Please express the entries starting at the line containing "In the photo above, where can the rock cairn" and ending at the line containing "column 168, row 856" as a two-column CSV with the headers entry and answer, one row per entry. Put each entry's text and its answer in one quoted field apiece, replacing line breaks with spaces.

▸ **RECORDS SHOWN**
=-=-=

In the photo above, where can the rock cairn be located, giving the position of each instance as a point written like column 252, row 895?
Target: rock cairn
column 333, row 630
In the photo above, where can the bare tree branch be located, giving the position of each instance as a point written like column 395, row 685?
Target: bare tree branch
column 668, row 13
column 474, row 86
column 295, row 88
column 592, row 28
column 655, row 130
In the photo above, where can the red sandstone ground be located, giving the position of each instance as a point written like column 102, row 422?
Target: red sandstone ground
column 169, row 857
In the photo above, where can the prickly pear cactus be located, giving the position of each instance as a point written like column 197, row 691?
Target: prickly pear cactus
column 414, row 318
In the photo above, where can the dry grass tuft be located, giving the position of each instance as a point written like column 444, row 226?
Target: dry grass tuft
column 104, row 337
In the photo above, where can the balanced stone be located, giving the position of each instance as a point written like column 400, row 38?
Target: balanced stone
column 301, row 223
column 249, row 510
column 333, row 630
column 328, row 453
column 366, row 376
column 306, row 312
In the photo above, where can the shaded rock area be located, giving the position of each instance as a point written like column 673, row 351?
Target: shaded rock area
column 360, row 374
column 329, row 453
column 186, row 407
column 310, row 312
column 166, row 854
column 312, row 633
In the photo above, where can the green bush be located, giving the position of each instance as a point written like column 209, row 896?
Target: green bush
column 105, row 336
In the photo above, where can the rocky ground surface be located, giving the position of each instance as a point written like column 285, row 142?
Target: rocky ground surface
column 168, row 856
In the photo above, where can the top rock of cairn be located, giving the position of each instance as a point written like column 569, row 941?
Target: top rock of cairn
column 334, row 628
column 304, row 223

=-=-=

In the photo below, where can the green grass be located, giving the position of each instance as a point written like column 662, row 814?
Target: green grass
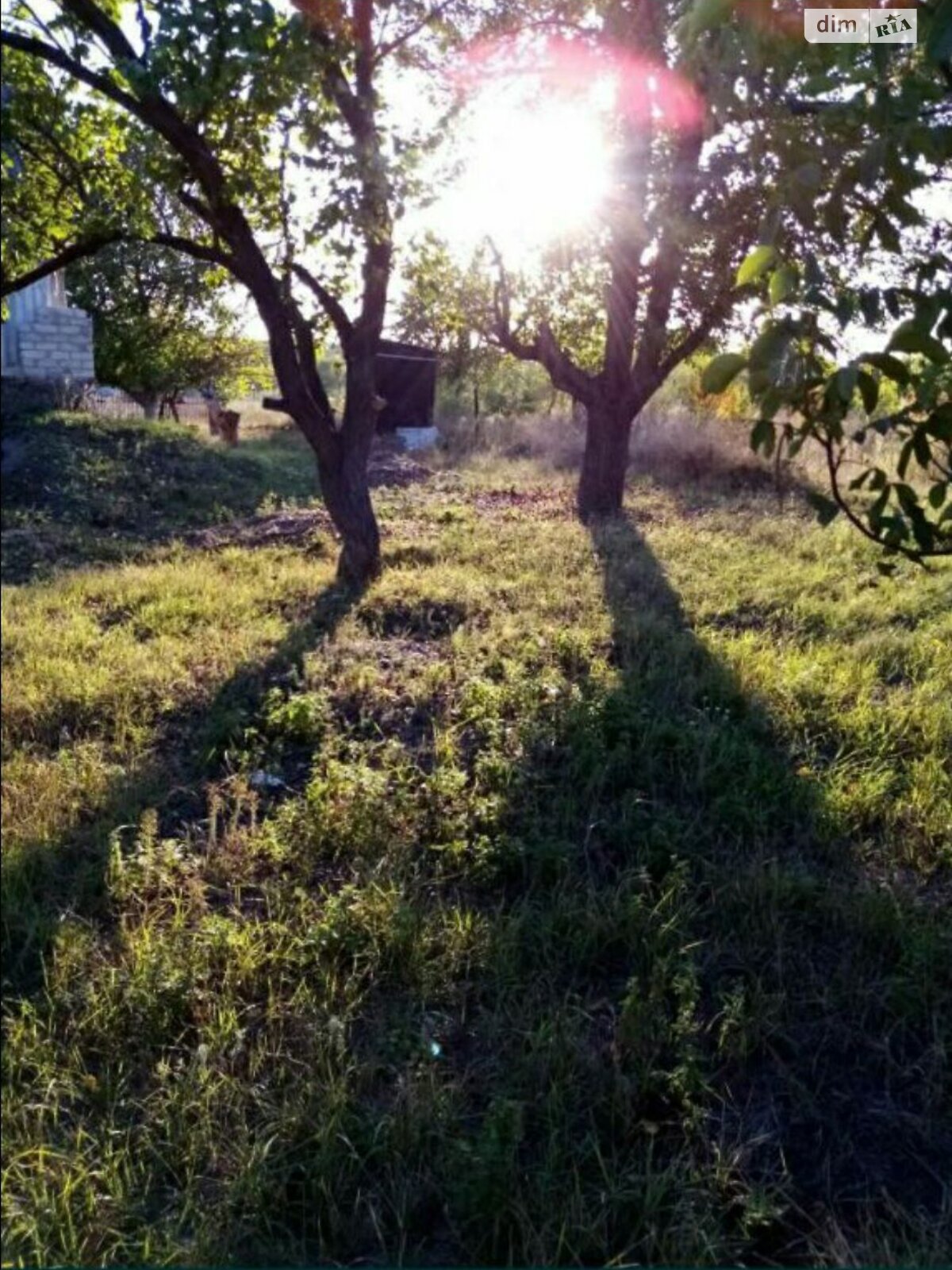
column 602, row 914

=-=-=

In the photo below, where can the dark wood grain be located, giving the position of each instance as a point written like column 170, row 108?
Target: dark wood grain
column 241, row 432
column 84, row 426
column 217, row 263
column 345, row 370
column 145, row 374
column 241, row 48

=-=-=

▸ **ANSWER BELOW**
entry,answer
"In the photo above, where can the rock cairn be located, giving the position of each instance as a point written like column 252, row 895? Target: rock cairn","column 333, row 630"
"In the photo above, where can the bare tree branch be located, giving the position of each instance as a point written like column 395, row 685? Target: bare tree branch","column 668, row 13 column 474, row 86 column 295, row 88 column 592, row 28 column 655, row 130"
"In the photo above, where can the red sandstone ground be located, giving the position of each instance as a point written like column 102, row 422? Target: red sandstone ground","column 169, row 857"
"In the photo above, where can the prickly pear cactus be located, giving the position of each instance as a point written like column 197, row 691? Target: prickly pear cactus","column 414, row 318"
"In the photo above, where can the dry grass tuft be located, giving the position of each instance as a point written like column 444, row 226? Target: dry grass tuft","column 104, row 337"
"In the photo above, where can the balanced stone be located, giving the position of each instance as a point written like column 400, row 38? Target: balanced stone","column 301, row 223 column 249, row 510 column 333, row 630 column 328, row 453 column 366, row 376 column 306, row 312"
"In the photo above, where can the shaded rock area be located, giving the position of each instance as a point written like column 673, row 351? Target: shaded rock area","column 360, row 374 column 329, row 453 column 186, row 407 column 310, row 312 column 166, row 854 column 312, row 633"
"In the photo above, where can the green bush be located, giving the position of each instance as a point written like column 209, row 896? Target: green bush","column 105, row 336"
"In the photo above, where can the rocky ground surface be located, giving the position of each instance as a point written like column 285, row 142? Target: rocky ground surface","column 168, row 856"